Brano di testo:
↓
E NO, L’ATTIVITÀ DI ESTRAZIONE DEGLI IDRICARBURI NON C’ENTRA NIENTE. Spero che non vengano fuori le solite fesserie delle trivelle. Ho chiaramente spiegato qui il perché i pozzi di petrolio e di gas non c’entrano nulla. Ribadisco che chi dice che il rapporto ICHESE abbia sancito i rapporti fra estrazione di idrocarburi e terrmoti del 2012 quel rapporto non lo ha letto. Dopodichè si dimentica che ICHESE aveva chiesto comunque un approfondimenti della cosa, che c’è stato con CAVONELAB. Naturalmente questi signori si dimenticano del CAVONELAB.
↑
Record presenti in un set di dati
↓
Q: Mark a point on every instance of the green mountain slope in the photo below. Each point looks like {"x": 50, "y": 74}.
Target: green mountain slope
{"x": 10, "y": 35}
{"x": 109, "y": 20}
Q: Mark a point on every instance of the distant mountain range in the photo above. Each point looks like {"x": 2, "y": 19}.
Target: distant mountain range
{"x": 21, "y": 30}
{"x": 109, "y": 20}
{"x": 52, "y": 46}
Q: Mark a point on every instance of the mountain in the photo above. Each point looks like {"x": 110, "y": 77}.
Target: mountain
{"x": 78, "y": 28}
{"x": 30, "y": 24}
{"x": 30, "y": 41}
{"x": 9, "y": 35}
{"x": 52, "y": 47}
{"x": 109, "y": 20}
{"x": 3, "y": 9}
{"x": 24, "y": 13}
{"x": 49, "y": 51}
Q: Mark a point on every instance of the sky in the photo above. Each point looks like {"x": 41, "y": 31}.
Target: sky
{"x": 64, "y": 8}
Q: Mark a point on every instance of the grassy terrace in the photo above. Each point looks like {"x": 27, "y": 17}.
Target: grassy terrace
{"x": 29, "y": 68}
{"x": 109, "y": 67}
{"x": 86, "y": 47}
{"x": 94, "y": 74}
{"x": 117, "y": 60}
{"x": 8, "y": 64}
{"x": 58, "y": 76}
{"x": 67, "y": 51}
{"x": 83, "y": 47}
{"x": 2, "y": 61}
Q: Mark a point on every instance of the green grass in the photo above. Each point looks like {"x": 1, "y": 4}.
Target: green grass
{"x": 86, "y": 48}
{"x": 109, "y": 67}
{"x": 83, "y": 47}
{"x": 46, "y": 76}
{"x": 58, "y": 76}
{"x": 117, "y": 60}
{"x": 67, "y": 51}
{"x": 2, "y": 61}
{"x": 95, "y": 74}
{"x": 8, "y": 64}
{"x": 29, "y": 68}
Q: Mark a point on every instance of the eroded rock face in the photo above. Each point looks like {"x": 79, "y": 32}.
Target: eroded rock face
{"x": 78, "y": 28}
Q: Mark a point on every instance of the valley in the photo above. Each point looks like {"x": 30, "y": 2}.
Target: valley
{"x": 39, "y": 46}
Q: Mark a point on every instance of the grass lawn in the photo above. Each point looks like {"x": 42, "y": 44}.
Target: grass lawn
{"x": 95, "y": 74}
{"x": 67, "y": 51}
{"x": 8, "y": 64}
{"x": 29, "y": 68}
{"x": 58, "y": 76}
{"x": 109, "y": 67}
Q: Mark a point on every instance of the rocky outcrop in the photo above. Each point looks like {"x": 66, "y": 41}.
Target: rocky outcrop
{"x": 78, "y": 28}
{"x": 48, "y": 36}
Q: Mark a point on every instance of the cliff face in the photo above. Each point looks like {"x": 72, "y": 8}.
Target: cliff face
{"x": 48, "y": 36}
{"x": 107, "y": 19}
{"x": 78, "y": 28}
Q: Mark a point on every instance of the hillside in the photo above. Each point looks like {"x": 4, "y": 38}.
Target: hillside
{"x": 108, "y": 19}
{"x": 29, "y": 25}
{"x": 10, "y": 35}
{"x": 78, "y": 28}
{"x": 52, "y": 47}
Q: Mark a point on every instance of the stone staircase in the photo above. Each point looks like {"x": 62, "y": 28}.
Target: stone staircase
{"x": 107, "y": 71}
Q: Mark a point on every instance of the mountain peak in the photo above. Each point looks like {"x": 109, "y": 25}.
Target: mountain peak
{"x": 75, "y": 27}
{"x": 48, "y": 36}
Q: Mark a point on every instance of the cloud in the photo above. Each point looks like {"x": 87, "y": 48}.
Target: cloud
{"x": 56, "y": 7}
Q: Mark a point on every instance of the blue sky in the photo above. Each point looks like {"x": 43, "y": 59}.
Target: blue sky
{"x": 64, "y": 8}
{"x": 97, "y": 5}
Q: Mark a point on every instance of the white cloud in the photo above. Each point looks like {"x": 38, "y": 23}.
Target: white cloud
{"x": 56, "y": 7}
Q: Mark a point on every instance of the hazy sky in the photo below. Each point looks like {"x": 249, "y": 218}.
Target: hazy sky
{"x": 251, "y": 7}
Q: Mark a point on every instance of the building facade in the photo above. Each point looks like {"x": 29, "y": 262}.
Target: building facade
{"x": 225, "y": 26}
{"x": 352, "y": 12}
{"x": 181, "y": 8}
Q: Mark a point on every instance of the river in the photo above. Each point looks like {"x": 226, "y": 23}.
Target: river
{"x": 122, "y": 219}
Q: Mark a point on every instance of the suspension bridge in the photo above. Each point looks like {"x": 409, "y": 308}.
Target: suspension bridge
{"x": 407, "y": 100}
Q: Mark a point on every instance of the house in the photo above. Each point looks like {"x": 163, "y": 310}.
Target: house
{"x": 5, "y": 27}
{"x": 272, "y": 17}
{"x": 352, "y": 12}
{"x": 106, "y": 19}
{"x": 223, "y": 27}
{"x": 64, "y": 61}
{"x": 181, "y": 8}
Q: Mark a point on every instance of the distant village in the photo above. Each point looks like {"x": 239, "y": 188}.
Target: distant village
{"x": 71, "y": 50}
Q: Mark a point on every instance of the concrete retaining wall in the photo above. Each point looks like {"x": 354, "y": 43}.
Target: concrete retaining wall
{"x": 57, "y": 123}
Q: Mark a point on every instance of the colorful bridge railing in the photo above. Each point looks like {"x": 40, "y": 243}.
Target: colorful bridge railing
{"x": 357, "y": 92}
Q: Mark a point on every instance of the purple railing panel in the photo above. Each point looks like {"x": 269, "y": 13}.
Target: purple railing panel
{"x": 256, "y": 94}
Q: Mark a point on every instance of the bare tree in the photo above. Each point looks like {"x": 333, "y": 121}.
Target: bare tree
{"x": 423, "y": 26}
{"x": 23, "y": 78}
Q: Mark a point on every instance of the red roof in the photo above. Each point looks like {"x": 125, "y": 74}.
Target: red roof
↑
Compito da svolgere: Trascrivi per intero e senza alcuna modifica il brano sull'estrazione di idrocarburi e sui terremoti del 2012. Per svolgere il lavoro basta il solo brano.

Risultato dell'esercizio:
E NO, L’ATTIVITÀ DI ESTRAZIONE DEGLI IDRICARBURI NON C’ENTRA NIENTE. Spero che non vengano fuori le solite fesserie delle trivelle. Ho chiaramente spiegato qui il perché i pozzi di petrolio e di gas non c’entrano nulla. Ribadisco che chi dice che il rapporto ICHESE abbia sancito i rapporti fra estrazione di idrocarburi e terrmoti del 2012 quel rapporto non lo ha letto. Dopodichè si dimentica che ICHESE aveva chiesto comunque un approfondimenti della cosa, che c’è stato con CAVONELAB. Naturalmente questi signori si dimenticano del CAVONELAB.